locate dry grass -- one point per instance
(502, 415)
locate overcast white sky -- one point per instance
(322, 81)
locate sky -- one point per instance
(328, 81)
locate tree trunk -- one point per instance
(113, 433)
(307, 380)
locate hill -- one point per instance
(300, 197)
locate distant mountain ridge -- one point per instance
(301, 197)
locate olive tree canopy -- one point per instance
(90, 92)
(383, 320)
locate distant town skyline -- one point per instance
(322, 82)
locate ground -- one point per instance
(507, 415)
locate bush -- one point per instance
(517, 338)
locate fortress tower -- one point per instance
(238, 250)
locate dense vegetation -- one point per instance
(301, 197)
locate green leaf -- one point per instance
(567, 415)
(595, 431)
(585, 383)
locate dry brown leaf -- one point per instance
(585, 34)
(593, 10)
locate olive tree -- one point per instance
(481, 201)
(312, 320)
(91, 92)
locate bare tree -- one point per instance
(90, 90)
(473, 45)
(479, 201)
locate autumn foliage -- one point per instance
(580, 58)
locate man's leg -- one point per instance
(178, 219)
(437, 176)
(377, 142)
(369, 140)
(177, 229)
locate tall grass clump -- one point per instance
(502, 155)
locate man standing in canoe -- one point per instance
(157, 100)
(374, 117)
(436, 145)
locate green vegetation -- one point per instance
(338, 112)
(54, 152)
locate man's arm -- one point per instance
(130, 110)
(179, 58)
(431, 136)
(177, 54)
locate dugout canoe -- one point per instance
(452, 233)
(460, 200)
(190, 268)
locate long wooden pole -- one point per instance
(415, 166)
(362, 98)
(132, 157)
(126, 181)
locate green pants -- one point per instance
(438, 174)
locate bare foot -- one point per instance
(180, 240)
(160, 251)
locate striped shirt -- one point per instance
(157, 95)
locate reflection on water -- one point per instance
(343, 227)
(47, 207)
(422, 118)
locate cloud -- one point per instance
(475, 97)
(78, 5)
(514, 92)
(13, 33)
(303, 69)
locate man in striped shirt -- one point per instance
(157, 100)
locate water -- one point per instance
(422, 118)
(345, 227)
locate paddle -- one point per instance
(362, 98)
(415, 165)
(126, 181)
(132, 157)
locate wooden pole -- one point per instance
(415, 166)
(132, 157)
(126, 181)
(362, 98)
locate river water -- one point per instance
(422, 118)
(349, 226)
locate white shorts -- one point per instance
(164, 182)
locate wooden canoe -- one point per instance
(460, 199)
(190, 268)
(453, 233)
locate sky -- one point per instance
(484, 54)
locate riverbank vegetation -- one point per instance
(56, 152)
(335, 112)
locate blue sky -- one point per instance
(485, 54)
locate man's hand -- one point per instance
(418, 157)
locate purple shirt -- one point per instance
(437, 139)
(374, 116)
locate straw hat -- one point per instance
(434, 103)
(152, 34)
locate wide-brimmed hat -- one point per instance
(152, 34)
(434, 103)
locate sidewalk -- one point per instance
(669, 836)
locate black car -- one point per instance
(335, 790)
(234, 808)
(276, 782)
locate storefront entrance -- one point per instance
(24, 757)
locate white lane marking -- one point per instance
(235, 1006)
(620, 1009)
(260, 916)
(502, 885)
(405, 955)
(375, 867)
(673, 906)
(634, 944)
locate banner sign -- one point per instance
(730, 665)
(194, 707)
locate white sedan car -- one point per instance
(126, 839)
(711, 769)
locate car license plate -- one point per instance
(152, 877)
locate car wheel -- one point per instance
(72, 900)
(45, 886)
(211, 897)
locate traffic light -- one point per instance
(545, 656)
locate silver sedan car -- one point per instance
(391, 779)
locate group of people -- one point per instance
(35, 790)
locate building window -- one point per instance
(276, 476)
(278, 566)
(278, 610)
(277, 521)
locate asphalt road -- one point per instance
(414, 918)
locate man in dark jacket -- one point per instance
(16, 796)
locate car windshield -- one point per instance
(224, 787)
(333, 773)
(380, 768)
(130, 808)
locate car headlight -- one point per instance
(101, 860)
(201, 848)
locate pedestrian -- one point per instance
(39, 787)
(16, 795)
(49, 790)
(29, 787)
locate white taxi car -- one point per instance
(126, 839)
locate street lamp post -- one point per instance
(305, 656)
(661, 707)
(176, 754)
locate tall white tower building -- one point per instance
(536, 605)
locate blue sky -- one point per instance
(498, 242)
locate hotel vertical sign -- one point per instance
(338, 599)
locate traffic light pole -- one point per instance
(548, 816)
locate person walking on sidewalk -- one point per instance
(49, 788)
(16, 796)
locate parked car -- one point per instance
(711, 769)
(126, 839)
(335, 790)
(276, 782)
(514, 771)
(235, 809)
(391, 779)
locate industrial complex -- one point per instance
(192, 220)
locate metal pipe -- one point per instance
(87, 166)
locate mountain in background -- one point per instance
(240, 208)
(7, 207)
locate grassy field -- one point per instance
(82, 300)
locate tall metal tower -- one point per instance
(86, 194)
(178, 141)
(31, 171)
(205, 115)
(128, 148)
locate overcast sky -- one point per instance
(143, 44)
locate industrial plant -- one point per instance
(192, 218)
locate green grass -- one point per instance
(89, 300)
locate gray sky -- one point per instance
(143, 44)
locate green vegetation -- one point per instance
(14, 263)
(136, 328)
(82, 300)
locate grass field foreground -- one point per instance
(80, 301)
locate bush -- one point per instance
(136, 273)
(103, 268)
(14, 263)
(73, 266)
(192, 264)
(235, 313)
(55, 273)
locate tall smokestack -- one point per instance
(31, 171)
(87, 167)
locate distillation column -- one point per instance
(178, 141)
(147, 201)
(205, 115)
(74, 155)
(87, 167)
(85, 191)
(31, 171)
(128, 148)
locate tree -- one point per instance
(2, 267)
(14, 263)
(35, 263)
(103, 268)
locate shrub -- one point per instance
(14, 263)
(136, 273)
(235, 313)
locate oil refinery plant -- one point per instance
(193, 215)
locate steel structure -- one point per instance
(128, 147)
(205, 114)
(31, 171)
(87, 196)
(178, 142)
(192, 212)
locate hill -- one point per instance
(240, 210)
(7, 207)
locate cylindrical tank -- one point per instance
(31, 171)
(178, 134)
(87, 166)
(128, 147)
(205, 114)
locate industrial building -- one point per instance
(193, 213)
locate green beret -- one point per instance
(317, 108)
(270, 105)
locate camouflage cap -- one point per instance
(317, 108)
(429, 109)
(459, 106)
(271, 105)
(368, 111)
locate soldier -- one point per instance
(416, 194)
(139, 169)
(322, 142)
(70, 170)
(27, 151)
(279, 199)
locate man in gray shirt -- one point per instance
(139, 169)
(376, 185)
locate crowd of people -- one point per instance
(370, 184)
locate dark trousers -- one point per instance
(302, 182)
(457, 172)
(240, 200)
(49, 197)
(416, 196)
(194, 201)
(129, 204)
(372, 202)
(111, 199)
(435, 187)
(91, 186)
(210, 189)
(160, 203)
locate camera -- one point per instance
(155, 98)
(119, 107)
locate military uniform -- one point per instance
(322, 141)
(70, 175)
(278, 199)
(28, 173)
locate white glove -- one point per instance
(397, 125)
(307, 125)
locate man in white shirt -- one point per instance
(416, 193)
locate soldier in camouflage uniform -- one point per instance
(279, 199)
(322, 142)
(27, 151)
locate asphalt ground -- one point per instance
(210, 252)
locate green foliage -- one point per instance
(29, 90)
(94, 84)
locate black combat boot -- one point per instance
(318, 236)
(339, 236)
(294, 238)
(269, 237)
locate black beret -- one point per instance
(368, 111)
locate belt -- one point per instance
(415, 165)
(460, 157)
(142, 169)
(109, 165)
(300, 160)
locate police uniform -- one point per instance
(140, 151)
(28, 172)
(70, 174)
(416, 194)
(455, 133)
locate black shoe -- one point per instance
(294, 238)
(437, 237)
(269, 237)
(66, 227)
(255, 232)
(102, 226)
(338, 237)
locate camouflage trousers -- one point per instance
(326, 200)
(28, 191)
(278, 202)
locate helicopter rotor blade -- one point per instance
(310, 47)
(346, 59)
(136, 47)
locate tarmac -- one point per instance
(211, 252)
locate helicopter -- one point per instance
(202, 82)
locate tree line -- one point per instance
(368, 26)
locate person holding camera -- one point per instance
-.-.-
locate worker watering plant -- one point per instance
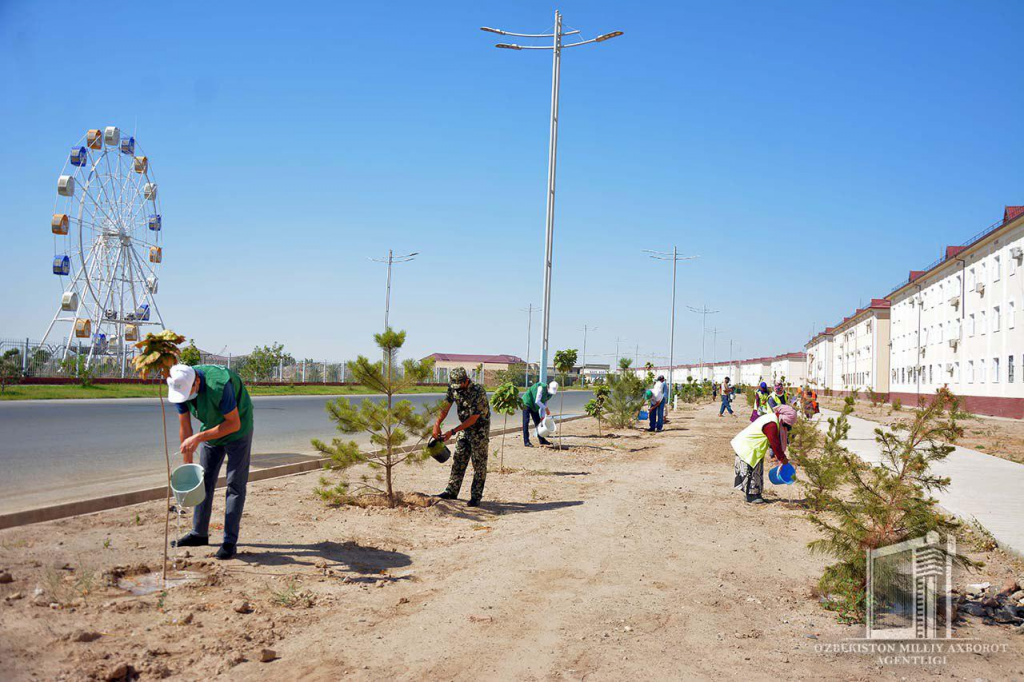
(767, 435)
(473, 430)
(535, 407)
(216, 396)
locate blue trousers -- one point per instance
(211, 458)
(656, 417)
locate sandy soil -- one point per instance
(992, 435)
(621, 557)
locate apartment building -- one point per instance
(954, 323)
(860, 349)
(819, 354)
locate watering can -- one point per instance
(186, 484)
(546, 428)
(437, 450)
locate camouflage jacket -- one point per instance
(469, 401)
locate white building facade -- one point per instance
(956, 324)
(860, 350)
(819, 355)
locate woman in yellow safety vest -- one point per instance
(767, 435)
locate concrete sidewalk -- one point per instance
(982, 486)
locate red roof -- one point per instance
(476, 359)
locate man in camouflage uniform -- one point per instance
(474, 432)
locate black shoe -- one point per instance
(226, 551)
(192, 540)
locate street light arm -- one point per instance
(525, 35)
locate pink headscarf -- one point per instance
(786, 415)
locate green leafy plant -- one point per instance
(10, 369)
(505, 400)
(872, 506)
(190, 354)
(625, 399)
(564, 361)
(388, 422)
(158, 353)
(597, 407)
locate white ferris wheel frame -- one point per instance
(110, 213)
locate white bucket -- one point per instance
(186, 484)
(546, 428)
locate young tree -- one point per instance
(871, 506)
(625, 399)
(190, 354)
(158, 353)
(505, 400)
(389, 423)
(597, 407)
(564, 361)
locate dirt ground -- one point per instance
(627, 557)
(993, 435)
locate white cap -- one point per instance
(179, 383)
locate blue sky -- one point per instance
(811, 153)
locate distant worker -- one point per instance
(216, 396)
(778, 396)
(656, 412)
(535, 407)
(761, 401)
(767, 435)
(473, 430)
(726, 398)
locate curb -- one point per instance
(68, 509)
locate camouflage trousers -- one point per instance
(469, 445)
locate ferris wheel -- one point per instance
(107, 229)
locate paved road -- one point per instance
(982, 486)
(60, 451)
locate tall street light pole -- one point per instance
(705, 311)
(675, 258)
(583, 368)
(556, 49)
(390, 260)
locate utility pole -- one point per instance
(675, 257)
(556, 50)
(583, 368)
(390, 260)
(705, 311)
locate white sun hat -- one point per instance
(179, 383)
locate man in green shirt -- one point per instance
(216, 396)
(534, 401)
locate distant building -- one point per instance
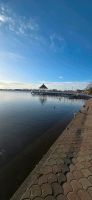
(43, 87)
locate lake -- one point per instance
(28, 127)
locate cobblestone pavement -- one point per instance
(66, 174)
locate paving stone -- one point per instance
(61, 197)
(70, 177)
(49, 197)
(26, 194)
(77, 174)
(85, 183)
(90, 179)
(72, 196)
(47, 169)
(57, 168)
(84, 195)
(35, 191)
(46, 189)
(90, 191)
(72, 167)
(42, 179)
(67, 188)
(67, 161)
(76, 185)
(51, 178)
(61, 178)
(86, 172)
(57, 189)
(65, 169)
-.-.-
Which lines in the records above contain the word "black"? Return every one of them in full.

locate black car -- one point per instance
locate black combat boot -- one point per instance
locate black beret -- one point per instance
locate black shoe -- one point per instance
locate black shoe -- one point per instance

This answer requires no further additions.